_Direction_: Recast the lines of the records below as a Markdown table with the columns Row and Line. Begin at the line that contains "ridge, it would be much appreciated.", stop after the line that contains "M 820 290 L", and leave out blank lines.

# Start of Records supplied

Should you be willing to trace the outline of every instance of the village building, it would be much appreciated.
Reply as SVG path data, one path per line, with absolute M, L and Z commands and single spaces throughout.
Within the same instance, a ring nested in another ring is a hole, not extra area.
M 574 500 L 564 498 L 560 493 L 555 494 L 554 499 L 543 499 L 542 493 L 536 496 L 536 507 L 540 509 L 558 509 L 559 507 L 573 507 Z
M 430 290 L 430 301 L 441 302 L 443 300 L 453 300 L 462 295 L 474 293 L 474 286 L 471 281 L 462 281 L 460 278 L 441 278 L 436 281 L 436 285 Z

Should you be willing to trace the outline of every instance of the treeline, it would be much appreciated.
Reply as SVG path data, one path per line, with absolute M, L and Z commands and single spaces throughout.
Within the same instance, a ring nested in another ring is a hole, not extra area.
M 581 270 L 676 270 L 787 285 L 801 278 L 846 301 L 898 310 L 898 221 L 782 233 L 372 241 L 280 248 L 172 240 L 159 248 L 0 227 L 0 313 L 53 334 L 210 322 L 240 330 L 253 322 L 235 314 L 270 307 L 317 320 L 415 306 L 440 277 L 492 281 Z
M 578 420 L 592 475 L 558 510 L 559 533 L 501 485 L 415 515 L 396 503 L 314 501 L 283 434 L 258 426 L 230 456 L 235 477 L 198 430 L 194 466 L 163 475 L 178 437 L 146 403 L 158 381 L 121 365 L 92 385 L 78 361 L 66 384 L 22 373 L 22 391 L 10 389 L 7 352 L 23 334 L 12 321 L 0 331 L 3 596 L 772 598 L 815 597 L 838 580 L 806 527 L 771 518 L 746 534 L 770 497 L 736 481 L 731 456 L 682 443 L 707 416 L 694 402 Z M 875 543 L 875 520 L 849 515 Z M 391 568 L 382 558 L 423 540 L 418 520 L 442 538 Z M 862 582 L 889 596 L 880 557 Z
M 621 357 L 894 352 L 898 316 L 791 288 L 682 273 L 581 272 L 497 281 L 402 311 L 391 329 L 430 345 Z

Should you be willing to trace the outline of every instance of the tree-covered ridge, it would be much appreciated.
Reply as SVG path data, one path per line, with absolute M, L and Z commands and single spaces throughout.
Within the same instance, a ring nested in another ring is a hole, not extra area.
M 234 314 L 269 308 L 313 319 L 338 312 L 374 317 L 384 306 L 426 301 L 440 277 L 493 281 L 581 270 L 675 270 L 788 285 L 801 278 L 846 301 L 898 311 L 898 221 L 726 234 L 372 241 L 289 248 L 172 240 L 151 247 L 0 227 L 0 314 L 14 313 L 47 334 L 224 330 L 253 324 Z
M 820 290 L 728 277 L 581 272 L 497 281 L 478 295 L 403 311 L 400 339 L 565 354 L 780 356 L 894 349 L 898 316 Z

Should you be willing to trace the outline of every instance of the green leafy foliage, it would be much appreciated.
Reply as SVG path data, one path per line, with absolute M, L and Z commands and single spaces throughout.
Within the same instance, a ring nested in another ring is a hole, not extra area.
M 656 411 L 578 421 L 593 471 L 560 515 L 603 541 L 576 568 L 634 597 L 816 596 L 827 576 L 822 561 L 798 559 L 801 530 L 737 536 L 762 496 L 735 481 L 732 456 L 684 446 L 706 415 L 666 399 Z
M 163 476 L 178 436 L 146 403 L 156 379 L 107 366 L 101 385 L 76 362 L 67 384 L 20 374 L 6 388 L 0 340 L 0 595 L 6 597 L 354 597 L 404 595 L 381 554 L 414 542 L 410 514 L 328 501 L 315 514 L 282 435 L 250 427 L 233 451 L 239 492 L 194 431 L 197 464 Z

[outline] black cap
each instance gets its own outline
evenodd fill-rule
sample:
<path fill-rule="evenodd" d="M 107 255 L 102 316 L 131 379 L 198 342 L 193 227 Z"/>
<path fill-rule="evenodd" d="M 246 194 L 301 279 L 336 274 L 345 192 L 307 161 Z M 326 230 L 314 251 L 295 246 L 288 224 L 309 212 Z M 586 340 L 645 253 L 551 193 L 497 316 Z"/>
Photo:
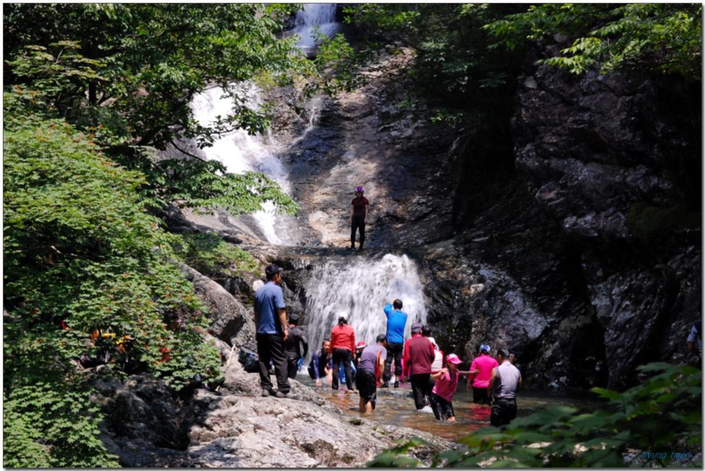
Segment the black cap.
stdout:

# End of Records supplied

_Reply to the task_:
| Row | Line |
|---|---|
| 1 | Should you be willing to trace the outline of every instance of the tree-covered ridge, it would be much appreciated. |
| 2 | Reply as SVG path data, one path per line, with absolute M, L and Z commands and single spaces throughout. |
| 3 | Within the same instance, a ring nested in another ring is a hole, not extra area. |
| 4 | M 234 314 L 269 308 L 313 319 L 338 312 L 374 317 L 384 306 L 426 301 L 440 277 L 493 281 L 581 270 L 675 270 L 788 285 L 801 278 L 846 301 L 898 311 L 898 221 L 726 234 L 372 241 L 289 248 L 172 240 L 151 247 L 0 227 L 0 314 L 14 313 L 47 334 L 224 330 L 253 324 Z |
| 5 | M 820 290 L 728 277 L 581 272 L 497 281 L 478 295 L 403 311 L 400 339 L 565 354 L 780 356 L 894 349 L 898 316 Z |